▶ _INSTRUCTION_
Copy every line of the listing exactly.

▶ _RECORDS PROVIDED_
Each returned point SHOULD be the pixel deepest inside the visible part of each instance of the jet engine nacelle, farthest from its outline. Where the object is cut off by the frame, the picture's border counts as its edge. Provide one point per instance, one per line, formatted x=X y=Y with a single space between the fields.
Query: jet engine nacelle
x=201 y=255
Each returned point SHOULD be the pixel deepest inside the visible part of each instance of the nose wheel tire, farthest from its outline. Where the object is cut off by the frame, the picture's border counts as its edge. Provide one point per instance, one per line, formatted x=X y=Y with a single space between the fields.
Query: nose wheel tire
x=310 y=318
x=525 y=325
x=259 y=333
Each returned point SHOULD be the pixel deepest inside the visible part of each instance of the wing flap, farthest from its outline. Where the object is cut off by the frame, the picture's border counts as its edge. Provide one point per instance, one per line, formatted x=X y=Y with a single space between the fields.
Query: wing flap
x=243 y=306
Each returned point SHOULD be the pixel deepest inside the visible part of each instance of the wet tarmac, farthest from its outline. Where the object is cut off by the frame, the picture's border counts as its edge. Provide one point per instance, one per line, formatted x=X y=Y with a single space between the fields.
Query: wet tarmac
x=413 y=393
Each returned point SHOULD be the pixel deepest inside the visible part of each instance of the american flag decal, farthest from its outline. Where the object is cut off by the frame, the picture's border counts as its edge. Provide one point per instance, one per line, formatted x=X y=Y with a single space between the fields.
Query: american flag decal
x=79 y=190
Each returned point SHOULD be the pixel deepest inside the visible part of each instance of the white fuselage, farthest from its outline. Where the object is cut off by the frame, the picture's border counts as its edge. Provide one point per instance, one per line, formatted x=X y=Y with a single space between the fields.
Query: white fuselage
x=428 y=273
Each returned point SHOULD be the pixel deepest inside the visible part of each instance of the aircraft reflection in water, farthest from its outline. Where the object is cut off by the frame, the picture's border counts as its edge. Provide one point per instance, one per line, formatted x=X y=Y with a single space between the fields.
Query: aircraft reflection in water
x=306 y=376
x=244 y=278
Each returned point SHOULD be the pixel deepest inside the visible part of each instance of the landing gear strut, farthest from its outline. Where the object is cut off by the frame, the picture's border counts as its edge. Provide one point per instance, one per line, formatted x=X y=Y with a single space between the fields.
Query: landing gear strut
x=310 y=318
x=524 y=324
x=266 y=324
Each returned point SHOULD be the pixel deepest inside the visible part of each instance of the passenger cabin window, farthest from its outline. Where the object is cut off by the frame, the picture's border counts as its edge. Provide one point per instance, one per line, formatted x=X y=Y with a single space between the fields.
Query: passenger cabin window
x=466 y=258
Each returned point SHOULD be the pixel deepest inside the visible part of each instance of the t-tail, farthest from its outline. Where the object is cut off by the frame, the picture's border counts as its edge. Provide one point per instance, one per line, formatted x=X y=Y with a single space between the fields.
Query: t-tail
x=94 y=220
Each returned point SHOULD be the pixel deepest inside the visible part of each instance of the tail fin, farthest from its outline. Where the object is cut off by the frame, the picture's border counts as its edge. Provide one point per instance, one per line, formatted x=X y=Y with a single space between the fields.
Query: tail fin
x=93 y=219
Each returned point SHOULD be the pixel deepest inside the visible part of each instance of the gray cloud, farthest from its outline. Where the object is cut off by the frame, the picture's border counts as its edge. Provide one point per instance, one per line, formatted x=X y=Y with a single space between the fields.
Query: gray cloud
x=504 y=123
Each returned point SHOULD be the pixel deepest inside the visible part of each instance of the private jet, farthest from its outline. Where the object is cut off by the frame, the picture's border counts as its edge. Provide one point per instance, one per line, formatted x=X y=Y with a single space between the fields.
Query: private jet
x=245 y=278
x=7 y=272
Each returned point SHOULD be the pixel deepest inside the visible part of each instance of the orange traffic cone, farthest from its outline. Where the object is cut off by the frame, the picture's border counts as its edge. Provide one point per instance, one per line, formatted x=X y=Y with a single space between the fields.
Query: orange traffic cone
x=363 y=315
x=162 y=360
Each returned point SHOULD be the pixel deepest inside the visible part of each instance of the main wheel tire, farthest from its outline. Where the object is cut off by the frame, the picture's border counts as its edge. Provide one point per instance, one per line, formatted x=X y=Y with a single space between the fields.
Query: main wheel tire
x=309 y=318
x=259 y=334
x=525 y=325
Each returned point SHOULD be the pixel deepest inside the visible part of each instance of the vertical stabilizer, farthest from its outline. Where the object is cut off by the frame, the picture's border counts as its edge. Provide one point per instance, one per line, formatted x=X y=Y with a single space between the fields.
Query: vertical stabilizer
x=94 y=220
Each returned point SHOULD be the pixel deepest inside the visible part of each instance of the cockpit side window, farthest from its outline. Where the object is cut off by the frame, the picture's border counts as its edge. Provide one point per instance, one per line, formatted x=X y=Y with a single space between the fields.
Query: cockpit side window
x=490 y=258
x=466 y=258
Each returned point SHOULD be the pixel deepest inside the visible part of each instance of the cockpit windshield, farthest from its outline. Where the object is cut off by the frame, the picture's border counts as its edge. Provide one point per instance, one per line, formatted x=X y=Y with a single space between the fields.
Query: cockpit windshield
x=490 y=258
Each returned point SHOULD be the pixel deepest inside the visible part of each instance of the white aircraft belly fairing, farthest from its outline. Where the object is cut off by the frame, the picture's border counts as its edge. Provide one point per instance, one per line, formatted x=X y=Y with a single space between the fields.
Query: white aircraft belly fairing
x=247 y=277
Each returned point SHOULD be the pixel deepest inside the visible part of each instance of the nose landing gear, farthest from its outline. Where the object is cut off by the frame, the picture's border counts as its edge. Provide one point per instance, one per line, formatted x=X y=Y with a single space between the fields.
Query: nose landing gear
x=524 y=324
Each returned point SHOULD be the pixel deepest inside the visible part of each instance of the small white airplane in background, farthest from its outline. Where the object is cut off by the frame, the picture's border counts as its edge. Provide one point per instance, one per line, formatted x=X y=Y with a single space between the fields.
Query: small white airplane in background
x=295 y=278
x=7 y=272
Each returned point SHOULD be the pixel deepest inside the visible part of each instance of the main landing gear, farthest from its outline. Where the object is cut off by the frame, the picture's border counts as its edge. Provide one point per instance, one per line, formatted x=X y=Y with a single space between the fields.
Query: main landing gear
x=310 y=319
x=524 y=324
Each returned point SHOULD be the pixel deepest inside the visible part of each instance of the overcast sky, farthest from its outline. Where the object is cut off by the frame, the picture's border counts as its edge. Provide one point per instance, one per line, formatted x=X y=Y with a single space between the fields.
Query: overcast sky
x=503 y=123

▶ _CORRECT RESPONSE_
Each returned point SHOULD be the pixel deepest inside the visible part of each instance of the jet engine nacelle, farthest from its outline. Where the object is cut off by the frame, the picture's border counts as its edge. Provide one point per instance, one per line, formatted x=X y=Y with a single space between the fields.
Query: jet engine nacelle
x=201 y=255
Each returned point SHOULD be the pixel deepest inside the visible part of each instance of the nose wheel tire, farthest from its outline. Where the object is cut off by the frame, the picture's border counts as its edge. Provide one point per instance, one per line, formatted x=X y=Y with a single space between the fields.
Query: nose wheel tire
x=310 y=318
x=525 y=325
x=259 y=333
Each returned point SHOULD be the pixel deepest inside the visible part of each instance of the wing flap, farthest from its outline. Where the object is cut off by the frame, the picture's border counts as its edge. Provide one point per instance, one per line, formatted x=X y=Y with a single space between the fields.
Query: wing flap
x=243 y=306
Each returned point SHOULD be the pixel deepest inside the visible part of each instance of the wet tarmac, farthest from its outline. Where the object is cut off by the frame, the picture's border counts as its edge. Provide one point per instance, one per line, formatted x=X y=Y with a single space between the fields.
Query: wet tarmac
x=413 y=393
Each returned point SHOULD be the pixel deepest inside the visible part of each instance of the american flag decal, farthest from its outline. Where the object is cut off by the frame, the picture's border counts as its edge. Provide one point per instance, one per line, formatted x=X y=Y with a single space between the fields.
Query: american flag decal
x=79 y=190
Each returned point SHOULD be the pixel deepest inside the visible part of each instance of the white fuselage, farthest from its outline. Where the object is cut off by the frame, the picture's border counts as its edge. Provide one point per instance, one per line, formatted x=X y=Y with a single space between the fields.
Query: white fuselage
x=428 y=273
Each returned point SHOULD be the pixel deepest inside the visible part of each instance of the aircraft reflection in water, farthest from its outline. Where the object is cut off by the frame, the picture's border counts as its edge. Provide one point per instance, one per line, formatted x=X y=Y with a single space between the fields.
Query: aircraft reflection in water
x=306 y=376
x=244 y=278
Each returned point SHOULD be the pixel deepest inside the visible part of each instance of the landing gear strut, farthest from its outline. Where the object is cut off by the frame, the picture's border counts as its edge. Provide one point per instance, one per line, formatted x=X y=Y with a single space between the fields.
Query: landing gear strut
x=310 y=318
x=524 y=324
x=266 y=324
Each returned point SHOULD be the pixel deepest inside the visible part of each instance of the passenger cabin window, farthest from its outline. Where the object is cut off by the frame, the picture's border counts as its edge. Provide one point per instance, one per line, formatted x=X y=Y with a single space between the fields.
Query: passenger cabin window
x=466 y=258
Each returned point SHOULD be the pixel deepest inside the visible part of each instance of the t-tail, farthest from its outline. Where the object is cut off by the frame, the picture's border counts as its edge. Provide one point per instance, one per line, formatted x=X y=Y with a single space between the fields.
Query: t-tail
x=94 y=220
Each returned point SHOULD be the pixel deepest inside the visible part of each instance of the tail fin, farthest from its outline. Where the object is cut off by the frame, the picture's border counts as its edge. Provide one point per instance, one per line, formatted x=X y=Y with a single space between the fields.
Query: tail fin
x=93 y=219
Each returned point SHOULD be the pixel deepest inside the visible part of each instance of the gray cloud, farthest from its outline. Where the object is cut off by the frame, the picture's border counts as its edge. Provide one point per instance, one per line, formatted x=X y=Y with a single space between the fields.
Query: gray cloud
x=504 y=123
Each returned point SHOULD be the pixel deepest inside the visible part of each instance of the private jet, farthest from its outline. Where the object is cut off by the frame, the picture's border counts as its edge. Provide one point per instance, one per line, formatted x=X y=Y with a single space between the fields.
Query: private jet
x=245 y=278
x=7 y=272
Each returned point SHOULD be the pixel deepest inside the visible part of each instance of the orange traffic cone, farthest from its outline. Where the object is cut off by the frame, the picture's border counts as its edge. Provide one point per instance, one per line, formatted x=X y=Y with a single space between the fields.
Query: orange traffic cone
x=363 y=315
x=162 y=360
Each returned point SHOULD be the pixel deepest inside the visible part of each instance of the main wheel tire, farthest from its outline. Where the object is cut off by the frame, the picture's border counts as its edge. Provide one point per instance, one per line, formatted x=X y=Y with a single space between the fields.
Query: main wheel tire
x=309 y=318
x=259 y=334
x=525 y=325
Each returned point SHOULD be the pixel deepest inside the visible part of each instance of the vertical stabilizer, farthest from its outline. Where the object is cut off by the frame, the picture's border counts as its edge. Provide one point per instance, one per line, formatted x=X y=Y with a single space between the fields.
Query: vertical stabilizer
x=94 y=220
Each returned point SHOULD be the pixel deepest inside the visible part of each instance of the cockpit side window, farthest from its outline. Where the object is cut off by the frame, the picture's border counts as its edge. Provide one point per instance, one per line, formatted x=X y=Y with a single space between the fields.
Query: cockpit side window
x=490 y=258
x=466 y=258
Each returned point SHOULD be the pixel deepest inside the visible part of each instance of the cockpit windshield, farthest from its outline. Where the object is cut off by the frame, the picture's border counts as its edge. Provide one point per instance, one per line, formatted x=X y=Y with a single space between the fields.
Query: cockpit windshield
x=490 y=258
Each returned point SHOULD be the pixel deepest inside the visible part of each instance of the white aircraft belly fairing, farthest from its outline. Where the object is cut off by the frame, the picture's border counts as its edge. Provide one point per instance, one per line, formatted x=X y=Y with a single space between the fields.
Query: white aircraft belly fairing
x=247 y=277
Each returned point SHOULD be the pixel deepest inside the visible part of each instance of the nose landing gear, farthest from its outline. Where the object is cut off by the frame, the picture's border counts as its edge. Provide one point per instance, one per line, formatted x=X y=Y with a single space between the fields.
Query: nose landing gear
x=524 y=324
Each returned point SHOULD be the pixel deepest inside the visible part of each instance of the small white airplane in background, farthest from its outline. Where the object is cut off by the frame, the picture's border counts as its edge. Provide one point per instance, one per line, formatted x=X y=Y with a single space between the fields.
Query: small white airplane in background
x=295 y=278
x=7 y=272
Each returned point SHOULD be the pixel deepest inside the visible part of each instance of the main landing gear, farthest from its outline. Where the object is cut off by the frame, the picture's border counts as its edge. Provide one point per instance, one per line, formatted x=X y=Y with a single space between the fields.
Query: main landing gear
x=310 y=319
x=524 y=324
Each returned point SHOULD be the pixel deepest inside the visible part of each instance of the overcast sky, farthest from its outline. Where the object is cut off by the frame, the picture's border counts as its edge. Provide one point per instance, one per line, formatted x=X y=Y with a single space between the fields.
Query: overcast sky
x=503 y=123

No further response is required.